Referring expression data
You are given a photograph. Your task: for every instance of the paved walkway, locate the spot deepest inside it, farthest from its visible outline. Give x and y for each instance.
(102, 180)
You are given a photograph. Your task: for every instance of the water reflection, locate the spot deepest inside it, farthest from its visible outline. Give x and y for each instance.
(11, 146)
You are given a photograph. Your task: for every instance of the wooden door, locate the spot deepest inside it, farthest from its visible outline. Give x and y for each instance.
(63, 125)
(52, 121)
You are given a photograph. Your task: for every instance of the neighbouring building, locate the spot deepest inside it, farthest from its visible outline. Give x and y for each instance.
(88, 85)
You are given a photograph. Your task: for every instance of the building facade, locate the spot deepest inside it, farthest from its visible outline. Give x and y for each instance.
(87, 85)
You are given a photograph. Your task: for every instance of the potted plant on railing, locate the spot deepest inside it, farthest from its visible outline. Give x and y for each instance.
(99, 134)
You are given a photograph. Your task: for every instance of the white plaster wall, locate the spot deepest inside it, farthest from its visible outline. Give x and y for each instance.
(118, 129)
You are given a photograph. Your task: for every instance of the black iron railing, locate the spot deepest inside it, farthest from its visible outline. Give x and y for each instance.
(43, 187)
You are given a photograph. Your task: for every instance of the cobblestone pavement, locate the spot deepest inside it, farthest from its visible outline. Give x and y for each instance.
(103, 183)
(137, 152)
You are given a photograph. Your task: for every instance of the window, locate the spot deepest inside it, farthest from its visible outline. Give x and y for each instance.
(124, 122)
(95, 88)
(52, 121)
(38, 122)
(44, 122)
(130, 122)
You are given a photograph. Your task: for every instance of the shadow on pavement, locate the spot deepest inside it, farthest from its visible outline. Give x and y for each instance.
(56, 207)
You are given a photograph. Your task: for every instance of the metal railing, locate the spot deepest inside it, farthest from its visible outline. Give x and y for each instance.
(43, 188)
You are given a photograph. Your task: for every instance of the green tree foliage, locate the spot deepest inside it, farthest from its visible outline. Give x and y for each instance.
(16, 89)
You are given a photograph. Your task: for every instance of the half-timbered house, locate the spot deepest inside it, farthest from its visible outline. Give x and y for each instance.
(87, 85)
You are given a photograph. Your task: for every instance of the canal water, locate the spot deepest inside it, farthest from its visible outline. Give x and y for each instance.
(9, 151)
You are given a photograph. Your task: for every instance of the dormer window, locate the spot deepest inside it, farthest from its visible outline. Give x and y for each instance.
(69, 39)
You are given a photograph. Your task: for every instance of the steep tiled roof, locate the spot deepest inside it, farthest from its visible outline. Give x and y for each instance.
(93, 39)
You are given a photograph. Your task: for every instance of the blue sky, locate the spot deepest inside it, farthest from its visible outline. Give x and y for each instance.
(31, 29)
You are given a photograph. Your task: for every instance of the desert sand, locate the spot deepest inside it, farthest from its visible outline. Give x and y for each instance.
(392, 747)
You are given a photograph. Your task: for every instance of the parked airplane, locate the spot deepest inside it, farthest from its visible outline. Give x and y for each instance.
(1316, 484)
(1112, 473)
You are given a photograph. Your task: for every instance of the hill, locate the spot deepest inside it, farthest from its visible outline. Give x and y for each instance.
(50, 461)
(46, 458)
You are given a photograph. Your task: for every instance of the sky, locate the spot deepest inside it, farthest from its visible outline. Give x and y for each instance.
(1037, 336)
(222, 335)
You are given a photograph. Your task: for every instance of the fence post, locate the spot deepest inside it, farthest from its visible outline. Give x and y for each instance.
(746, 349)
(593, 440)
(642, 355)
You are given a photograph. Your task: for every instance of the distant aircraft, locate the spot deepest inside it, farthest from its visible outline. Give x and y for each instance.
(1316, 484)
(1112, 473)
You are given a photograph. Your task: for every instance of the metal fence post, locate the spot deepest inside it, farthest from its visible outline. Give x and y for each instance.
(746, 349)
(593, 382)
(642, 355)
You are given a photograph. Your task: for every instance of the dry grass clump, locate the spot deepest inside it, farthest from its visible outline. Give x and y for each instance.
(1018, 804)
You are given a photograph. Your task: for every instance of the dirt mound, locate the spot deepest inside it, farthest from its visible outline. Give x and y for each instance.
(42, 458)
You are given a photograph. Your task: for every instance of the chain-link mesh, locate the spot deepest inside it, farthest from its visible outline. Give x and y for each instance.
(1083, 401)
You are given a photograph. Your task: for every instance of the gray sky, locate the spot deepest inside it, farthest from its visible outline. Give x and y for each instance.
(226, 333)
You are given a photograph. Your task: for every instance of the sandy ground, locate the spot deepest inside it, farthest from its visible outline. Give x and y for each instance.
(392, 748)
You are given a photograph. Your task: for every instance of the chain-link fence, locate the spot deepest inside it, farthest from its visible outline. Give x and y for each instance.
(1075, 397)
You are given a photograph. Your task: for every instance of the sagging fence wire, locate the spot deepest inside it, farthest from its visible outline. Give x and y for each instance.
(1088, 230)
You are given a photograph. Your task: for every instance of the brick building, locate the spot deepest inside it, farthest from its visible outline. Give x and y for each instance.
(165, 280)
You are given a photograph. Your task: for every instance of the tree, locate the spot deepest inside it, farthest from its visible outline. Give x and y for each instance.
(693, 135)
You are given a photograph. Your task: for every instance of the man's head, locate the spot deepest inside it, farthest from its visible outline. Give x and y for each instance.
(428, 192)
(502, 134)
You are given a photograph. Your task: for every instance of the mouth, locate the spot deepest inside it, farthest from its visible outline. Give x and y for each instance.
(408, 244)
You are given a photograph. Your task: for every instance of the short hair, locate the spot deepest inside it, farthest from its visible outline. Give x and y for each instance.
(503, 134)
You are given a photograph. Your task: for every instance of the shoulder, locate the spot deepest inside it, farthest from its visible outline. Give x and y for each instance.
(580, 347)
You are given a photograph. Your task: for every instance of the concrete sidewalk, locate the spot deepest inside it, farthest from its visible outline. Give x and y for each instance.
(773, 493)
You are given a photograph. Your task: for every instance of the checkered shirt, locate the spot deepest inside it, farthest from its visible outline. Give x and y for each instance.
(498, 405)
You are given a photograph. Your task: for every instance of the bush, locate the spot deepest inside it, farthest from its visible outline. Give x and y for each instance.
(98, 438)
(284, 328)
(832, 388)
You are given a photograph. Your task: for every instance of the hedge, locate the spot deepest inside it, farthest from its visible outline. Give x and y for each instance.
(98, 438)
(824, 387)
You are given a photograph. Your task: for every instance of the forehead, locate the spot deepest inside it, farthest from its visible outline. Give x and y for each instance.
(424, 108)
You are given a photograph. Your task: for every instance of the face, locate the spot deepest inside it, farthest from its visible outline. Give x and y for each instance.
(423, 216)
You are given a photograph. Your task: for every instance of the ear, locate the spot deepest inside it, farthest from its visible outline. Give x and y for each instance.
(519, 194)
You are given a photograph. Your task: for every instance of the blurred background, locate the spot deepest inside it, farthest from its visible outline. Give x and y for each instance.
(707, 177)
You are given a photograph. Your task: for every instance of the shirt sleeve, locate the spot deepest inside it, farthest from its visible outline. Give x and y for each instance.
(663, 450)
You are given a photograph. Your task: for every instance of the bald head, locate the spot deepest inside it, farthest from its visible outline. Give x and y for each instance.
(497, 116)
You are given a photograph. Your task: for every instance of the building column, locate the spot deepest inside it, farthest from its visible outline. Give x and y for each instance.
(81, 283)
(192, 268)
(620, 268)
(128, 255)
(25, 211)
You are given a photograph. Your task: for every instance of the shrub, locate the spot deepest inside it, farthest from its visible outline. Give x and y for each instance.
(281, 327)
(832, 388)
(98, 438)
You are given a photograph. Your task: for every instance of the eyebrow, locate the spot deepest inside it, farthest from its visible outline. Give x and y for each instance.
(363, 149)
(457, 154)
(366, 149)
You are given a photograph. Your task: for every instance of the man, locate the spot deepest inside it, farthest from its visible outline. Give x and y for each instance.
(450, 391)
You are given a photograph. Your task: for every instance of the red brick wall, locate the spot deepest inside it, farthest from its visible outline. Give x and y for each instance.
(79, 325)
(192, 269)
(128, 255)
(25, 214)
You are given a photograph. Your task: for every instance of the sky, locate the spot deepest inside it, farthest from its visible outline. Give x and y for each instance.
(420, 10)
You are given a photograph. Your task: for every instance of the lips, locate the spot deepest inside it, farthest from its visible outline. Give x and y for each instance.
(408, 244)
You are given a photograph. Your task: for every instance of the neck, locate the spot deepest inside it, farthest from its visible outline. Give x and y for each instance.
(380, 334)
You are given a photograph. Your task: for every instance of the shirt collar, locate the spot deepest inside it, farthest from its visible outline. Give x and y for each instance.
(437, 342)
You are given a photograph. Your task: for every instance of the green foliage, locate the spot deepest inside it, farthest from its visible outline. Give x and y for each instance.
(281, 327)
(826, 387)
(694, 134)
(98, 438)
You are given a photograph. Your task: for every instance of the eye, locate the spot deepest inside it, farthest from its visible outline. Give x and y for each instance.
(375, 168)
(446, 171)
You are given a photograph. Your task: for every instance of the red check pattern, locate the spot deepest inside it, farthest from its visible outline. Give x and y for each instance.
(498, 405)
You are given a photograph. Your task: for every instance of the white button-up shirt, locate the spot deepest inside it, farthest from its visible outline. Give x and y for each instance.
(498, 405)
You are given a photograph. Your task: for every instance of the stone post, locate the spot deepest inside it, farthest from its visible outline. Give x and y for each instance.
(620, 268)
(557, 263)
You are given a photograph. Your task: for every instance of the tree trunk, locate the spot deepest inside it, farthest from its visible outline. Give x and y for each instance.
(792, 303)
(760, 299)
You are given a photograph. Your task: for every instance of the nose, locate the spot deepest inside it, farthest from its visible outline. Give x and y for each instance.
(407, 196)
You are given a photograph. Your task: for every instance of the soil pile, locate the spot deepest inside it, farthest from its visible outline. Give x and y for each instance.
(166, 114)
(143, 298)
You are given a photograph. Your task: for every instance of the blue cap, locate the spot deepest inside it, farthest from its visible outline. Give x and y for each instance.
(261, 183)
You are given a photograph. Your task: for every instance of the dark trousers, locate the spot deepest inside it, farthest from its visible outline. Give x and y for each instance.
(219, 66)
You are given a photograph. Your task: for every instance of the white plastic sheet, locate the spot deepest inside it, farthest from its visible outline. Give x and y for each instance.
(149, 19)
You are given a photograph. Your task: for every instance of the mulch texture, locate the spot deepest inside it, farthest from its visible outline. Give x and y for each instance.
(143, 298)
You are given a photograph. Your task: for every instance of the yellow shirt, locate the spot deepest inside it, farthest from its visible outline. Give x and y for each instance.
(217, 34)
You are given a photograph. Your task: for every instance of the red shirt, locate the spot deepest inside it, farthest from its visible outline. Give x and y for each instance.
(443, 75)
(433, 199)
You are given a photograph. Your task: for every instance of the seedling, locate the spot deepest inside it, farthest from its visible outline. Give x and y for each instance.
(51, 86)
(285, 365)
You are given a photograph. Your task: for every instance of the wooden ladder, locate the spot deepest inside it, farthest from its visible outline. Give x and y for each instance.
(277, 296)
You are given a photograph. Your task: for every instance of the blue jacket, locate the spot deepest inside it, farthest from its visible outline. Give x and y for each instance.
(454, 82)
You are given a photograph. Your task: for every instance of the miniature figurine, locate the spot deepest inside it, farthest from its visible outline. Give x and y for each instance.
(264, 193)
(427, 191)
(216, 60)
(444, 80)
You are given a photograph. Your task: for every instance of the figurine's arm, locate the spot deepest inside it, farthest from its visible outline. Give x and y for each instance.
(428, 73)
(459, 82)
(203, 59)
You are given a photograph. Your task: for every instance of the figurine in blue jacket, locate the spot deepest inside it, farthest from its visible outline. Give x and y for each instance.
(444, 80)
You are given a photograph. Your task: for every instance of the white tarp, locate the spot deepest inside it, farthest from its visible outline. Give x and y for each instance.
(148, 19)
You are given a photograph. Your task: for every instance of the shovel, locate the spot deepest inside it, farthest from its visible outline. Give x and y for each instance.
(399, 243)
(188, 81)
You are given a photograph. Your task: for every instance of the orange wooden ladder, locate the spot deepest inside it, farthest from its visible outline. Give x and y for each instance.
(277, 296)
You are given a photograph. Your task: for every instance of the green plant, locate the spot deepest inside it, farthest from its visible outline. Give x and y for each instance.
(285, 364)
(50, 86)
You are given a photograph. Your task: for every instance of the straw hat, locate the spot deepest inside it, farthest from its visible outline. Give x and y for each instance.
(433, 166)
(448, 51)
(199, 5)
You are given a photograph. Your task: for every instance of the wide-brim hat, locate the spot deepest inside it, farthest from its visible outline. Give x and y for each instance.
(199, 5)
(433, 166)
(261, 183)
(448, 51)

[Exercise goal]
Each line from the one containing "of the straw" to the final line above should be written out exactly; please omit the others.

[Answer to the exercise]
You are given a photograph. Your task: for every instance of the straw hat, locate the spot deepest inside it, farthest from its visible outline. Give x and y for each instance.
(433, 166)
(448, 51)
(199, 5)
You are given a photograph. Your task: for every instance of the wide-brim hat, locate the spot deepest inside it, farthest from its visible outline. Give x and y for each instance.
(199, 5)
(433, 166)
(261, 183)
(448, 51)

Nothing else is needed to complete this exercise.